> **PROBLEM TO WORK ON**:
This exercise asks for every record to be output again exactly.

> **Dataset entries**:

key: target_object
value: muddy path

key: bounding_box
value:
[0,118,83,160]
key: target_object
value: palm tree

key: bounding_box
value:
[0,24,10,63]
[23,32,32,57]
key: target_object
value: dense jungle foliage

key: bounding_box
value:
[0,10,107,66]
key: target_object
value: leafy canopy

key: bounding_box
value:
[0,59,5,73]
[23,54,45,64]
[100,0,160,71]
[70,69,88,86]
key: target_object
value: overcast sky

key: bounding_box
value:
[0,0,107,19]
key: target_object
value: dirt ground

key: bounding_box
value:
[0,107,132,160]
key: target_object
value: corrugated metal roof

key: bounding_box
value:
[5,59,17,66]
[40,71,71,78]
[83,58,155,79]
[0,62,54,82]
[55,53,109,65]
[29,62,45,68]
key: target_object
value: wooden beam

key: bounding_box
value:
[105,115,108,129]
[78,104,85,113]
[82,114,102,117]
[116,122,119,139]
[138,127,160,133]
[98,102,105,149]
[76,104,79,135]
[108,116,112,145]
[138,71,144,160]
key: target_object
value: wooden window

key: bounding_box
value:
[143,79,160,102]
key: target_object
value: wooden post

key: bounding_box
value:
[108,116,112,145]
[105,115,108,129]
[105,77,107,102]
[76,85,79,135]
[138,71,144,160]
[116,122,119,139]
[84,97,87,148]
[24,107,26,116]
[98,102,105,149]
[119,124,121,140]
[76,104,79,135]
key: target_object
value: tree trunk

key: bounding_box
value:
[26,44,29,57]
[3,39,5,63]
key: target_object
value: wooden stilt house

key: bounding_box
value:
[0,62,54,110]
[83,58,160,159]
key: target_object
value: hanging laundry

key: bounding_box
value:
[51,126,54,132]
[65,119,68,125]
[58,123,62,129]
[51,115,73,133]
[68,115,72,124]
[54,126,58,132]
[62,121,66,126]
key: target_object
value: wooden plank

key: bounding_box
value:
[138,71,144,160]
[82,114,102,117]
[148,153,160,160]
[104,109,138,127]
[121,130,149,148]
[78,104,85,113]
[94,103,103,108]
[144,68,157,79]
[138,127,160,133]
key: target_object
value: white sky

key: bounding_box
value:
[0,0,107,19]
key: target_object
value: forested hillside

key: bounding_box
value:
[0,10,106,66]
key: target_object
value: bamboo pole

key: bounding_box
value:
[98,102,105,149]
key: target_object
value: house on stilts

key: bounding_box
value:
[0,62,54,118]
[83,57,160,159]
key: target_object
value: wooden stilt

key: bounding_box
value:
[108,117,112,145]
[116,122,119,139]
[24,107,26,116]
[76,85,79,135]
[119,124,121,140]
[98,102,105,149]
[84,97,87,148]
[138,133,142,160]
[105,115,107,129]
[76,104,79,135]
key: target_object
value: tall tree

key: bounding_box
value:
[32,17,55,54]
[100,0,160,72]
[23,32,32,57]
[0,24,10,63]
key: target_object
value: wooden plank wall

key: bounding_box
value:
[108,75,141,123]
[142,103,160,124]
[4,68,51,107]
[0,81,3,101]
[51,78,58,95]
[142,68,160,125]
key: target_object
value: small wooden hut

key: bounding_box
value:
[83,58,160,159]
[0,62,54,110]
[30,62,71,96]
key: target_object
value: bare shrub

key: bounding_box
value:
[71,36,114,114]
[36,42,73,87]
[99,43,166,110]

> **ANSWER FOR THIS EXERCISE**:
key: target_object
value: muddy path

key: bounding_box
value:
[0,118,83,160]
key: target_object
value: palm tree

key: bounding_box
value:
[0,24,10,63]
[23,32,32,57]
key: target_object
value: dense jungle foliage

key: bounding_box
value:
[0,10,107,66]
key: target_object
value: leafy canopy

key: bounding_box
value:
[0,59,5,73]
[23,54,45,64]
[100,0,160,71]
[70,69,88,86]
key: target_object
value: overcast sky

key: bounding_box
value:
[0,0,107,19]
key: target_object
value: dirt ground

key: bounding_box
value:
[0,107,132,160]
key: target_object
value: corrugated metal roof

key: bounding_box
value:
[5,59,17,66]
[40,71,71,78]
[83,58,155,79]
[0,62,54,82]
[55,53,109,65]
[29,62,45,68]
key: target_object
value: wooden beam

key: bounding_box
value:
[105,115,108,129]
[78,104,85,113]
[82,114,102,117]
[116,122,119,139]
[138,127,160,133]
[98,102,105,149]
[76,104,79,135]
[108,116,112,145]
[138,71,144,160]
key: target_object
value: wooden window

key: bounding_box
value:
[143,79,160,102]
key: target_object
value: wooden post

key: bounding_box
value:
[108,116,112,145]
[105,115,108,129]
[105,77,107,102]
[76,85,79,135]
[138,71,144,160]
[116,122,119,139]
[84,97,87,148]
[24,107,26,116]
[98,102,105,149]
[119,124,121,140]
[76,104,79,135]
key: target_object
value: tree trunk

key: bounding_box
value:
[26,44,29,57]
[3,39,5,63]
key: target_object
value: wooden stilt house

key: bounding_box
value:
[0,62,54,110]
[83,58,160,159]
key: target_object
value: hanging laundry

key: bounding_box
value:
[51,126,54,132]
[65,119,68,125]
[58,123,62,129]
[51,115,73,133]
[68,115,72,124]
[54,126,58,132]
[62,121,66,126]
key: target_object
value: wooden plank

key: bounding_box
value:
[138,71,144,160]
[82,114,102,117]
[148,153,160,160]
[104,109,138,127]
[121,130,149,148]
[78,104,85,113]
[94,103,103,108]
[144,68,157,79]
[138,127,160,133]
key: target_object
value: white sky

key: bounding_box
value:
[0,0,107,19]
key: target_object
value: forested hillside

key: bounding_box
value:
[0,10,106,66]
key: target_object
value: bamboo pole

key: bounding_box
value:
[98,102,105,149]
key: target_object
value: house on stilts

key: bounding_box
value:
[0,62,54,118]
[83,57,160,159]
key: target_object
value: wooden stilt

key: bounding_box
value:
[108,117,112,145]
[116,122,119,139]
[24,107,26,116]
[76,85,79,135]
[119,124,121,140]
[98,102,105,149]
[84,97,87,148]
[138,133,142,160]
[105,115,107,129]
[76,104,79,135]
key: target_object
value: tall tree

key: bounding_box
value:
[32,17,55,54]
[100,0,160,72]
[23,32,32,57]
[0,24,10,63]
key: target_object
value: wooden plank wall

key: bounding_box
value:
[108,75,141,123]
[142,103,160,124]
[4,68,51,107]
[0,81,3,101]
[51,78,58,95]
[142,68,160,125]
key: target_object
value: small wooden hut

key: bounding_box
value:
[83,58,160,159]
[0,62,54,110]
[30,62,71,96]
key: target_object
value: bare shrub

key: bounding_box
value:
[71,36,114,114]
[36,42,73,87]
[99,43,166,110]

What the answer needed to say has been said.